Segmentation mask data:
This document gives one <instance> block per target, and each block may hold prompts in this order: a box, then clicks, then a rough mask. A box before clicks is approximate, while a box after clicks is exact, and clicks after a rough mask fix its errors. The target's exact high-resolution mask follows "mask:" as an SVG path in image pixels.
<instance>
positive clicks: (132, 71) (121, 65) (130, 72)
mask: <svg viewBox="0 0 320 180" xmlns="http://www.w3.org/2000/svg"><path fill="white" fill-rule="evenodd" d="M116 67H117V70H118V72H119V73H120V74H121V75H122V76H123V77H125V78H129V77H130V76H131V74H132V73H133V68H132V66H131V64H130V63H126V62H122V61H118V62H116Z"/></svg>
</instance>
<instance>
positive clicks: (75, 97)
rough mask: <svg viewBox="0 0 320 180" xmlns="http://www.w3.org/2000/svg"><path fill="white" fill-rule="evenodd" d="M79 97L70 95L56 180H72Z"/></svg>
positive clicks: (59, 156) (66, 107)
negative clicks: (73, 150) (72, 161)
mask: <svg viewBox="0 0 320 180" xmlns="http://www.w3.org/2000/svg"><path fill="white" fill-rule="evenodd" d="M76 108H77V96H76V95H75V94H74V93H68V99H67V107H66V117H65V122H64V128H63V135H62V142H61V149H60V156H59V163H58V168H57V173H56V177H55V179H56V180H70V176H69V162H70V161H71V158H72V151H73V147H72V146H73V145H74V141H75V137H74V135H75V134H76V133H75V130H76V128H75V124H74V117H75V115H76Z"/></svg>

==

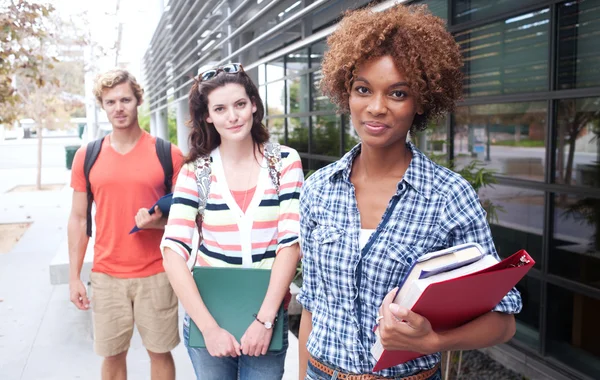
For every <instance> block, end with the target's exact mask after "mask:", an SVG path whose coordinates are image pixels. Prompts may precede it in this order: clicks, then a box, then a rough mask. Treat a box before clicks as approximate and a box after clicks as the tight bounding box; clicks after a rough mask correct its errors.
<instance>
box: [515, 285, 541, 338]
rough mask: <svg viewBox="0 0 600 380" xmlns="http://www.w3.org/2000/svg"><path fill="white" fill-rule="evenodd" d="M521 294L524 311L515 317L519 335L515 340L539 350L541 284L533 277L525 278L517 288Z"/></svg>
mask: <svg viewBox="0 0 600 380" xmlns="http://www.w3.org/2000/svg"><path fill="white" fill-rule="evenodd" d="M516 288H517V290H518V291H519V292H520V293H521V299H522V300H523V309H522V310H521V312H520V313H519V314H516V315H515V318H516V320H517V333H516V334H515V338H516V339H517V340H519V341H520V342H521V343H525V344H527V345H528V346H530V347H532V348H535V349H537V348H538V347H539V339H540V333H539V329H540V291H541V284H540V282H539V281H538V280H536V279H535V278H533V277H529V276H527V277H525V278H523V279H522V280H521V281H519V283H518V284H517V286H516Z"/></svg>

Task objective: Please filter the segmentation mask data above down to the lines that contain the word "this", and copy each of those lines unchanged.

Problem solution:
This document gives one <instance> block per target, and each block may hold prompts in this order: a box, then clicks, then a rough mask. A box before clicks is approximate, while a box after clicks is exact, and clicks after a rough mask fix its errors. The target's exact high-resolution mask follows "mask:" as an SVG path in image pixels.
For every <instance> block, end with the target's exact mask after "mask:", an SVG path whose coordinates are image pixels. Prompts may precede it in this order: clicks, then a box, then a rough mask. Treat a box before clicks as approximate and a box after clicks as the tight bounding box; clicks after a rough mask correct its errors.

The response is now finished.